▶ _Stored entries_
________________________
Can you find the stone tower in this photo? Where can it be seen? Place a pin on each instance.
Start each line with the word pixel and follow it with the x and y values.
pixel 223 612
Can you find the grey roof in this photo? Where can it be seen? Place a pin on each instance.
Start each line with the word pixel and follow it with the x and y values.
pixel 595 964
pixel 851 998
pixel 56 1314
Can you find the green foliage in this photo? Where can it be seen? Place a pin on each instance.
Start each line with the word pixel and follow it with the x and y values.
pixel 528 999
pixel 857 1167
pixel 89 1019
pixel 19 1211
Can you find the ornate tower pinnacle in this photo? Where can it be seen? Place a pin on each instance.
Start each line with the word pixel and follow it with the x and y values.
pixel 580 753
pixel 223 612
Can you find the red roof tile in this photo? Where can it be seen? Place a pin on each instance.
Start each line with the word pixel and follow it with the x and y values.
________________________
▶ _TO DO_
Copy the lines above word for word.

▶ _EXERCISE OUTPUT_
Can you find the stone tower in this photo? Where can it be seen? Place a pin on each instance.
Start each line with the word pixel and follow it with the x and y values.
pixel 223 612
Can you find the grey roof in this photo? Where can it be seen? Place a pin on each instance.
Start each line with the word pixel and follow it with the x and y values.
pixel 595 964
pixel 851 998
pixel 56 1314
Can you find the green foliage in this photo? Where can it be seen? Place a pin on each instance.
Start each line with the word pixel and follow it with the x and y values.
pixel 528 999
pixel 857 1167
pixel 89 1019
pixel 19 1211
Can you find the ornate tower pinnacle in this photo? Where can it be seen? Place a pin on each instance.
Start each line with the word pixel and follow it with the x and y values.
pixel 580 753
pixel 223 612
Can you find the red roof tile in this photo? Where can it be seen? Place a pin on each instance.
Start each line with the word pixel and follow it with the x and y values.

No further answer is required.